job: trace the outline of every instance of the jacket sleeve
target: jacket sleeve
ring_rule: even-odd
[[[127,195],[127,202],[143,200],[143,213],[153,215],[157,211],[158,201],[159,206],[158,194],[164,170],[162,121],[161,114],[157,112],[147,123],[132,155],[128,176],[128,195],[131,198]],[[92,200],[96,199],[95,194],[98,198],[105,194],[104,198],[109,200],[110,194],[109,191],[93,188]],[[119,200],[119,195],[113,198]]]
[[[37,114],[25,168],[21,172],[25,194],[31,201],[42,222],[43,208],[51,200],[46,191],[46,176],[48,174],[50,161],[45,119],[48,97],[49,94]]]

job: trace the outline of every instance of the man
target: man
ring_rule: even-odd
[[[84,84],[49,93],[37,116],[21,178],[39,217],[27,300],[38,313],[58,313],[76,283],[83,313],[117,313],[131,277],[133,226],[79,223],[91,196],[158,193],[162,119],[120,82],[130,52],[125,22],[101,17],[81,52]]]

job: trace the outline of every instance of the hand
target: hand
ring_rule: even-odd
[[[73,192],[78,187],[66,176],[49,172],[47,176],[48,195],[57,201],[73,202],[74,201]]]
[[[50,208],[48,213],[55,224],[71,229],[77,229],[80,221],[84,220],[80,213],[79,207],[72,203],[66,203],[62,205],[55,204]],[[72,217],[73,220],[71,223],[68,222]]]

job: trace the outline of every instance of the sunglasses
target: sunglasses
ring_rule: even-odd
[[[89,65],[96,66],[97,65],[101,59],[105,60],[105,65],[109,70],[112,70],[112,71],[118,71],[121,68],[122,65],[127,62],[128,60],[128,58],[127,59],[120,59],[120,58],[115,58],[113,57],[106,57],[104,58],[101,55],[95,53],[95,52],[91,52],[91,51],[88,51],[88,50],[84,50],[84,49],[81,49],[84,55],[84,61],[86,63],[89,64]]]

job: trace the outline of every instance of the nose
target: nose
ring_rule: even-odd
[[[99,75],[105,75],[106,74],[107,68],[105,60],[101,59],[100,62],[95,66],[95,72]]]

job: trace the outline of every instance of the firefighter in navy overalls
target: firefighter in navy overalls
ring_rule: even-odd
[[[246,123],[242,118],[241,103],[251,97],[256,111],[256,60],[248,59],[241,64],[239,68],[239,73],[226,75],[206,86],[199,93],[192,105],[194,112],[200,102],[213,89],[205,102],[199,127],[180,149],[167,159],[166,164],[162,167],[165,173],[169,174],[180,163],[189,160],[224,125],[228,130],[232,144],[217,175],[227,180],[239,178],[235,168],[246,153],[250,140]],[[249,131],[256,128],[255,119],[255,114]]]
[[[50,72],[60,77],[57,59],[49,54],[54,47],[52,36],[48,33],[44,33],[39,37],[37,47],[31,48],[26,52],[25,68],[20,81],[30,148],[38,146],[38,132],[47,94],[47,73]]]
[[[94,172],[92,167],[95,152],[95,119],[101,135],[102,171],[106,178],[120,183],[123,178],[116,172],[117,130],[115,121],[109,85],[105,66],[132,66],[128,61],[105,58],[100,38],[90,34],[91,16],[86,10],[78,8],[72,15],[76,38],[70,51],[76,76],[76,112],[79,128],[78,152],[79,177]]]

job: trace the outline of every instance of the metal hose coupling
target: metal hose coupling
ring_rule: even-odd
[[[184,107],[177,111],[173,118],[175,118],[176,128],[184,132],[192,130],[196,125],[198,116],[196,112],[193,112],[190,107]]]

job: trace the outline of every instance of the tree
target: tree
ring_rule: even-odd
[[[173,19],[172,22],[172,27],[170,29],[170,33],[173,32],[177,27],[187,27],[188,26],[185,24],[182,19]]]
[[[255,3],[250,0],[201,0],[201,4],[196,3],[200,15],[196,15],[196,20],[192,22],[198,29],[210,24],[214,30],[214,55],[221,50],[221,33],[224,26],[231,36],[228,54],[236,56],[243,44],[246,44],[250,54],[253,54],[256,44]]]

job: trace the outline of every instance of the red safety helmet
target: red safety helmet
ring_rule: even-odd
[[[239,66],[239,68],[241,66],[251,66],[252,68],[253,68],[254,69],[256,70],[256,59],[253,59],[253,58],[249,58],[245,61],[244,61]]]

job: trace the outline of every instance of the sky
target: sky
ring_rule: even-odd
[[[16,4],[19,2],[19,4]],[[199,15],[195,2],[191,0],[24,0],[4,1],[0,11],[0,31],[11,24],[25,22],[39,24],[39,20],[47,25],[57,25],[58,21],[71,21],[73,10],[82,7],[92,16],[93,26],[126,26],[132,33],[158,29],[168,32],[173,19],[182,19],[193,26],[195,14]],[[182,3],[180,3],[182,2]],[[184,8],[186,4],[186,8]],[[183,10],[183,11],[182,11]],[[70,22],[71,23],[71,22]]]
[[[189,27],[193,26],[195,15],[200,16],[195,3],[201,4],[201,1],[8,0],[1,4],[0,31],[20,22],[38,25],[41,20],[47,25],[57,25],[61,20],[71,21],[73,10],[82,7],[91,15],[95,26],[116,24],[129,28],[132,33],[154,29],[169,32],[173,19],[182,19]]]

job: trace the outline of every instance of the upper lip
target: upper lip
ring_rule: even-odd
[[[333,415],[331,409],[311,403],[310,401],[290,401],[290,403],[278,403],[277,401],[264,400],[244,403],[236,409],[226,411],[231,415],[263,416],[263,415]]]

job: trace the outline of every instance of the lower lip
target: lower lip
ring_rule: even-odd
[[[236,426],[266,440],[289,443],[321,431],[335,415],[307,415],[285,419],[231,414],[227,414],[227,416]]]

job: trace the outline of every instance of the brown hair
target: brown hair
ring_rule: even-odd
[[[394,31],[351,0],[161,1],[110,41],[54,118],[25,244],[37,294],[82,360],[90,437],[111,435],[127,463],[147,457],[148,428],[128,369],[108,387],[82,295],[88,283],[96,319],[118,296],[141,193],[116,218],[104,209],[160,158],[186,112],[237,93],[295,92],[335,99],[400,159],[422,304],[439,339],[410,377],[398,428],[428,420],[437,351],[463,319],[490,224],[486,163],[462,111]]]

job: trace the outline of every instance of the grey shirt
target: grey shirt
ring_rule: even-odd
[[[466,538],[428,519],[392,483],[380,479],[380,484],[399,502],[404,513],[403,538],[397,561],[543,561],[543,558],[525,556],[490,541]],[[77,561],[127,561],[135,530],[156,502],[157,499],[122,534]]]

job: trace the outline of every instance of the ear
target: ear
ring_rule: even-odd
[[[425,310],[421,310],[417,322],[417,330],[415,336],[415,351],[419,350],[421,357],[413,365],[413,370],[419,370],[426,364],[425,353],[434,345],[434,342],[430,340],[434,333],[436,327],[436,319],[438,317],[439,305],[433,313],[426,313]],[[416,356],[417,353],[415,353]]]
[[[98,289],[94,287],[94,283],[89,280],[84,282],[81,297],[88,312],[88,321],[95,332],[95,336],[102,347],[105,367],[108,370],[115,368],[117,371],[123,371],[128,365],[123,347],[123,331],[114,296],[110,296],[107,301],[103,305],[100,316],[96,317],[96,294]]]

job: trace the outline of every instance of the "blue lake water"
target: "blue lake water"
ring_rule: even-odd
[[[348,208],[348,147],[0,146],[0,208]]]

◇ ◇ ◇ ◇ ◇ ◇ ◇

◆ **Set task**: Identify every line above that contains the word "coupling", and copy each of those lines.

◆ **Response**:
job: trace the outline of every instance of the metal hose coupling
target: metal hose coupling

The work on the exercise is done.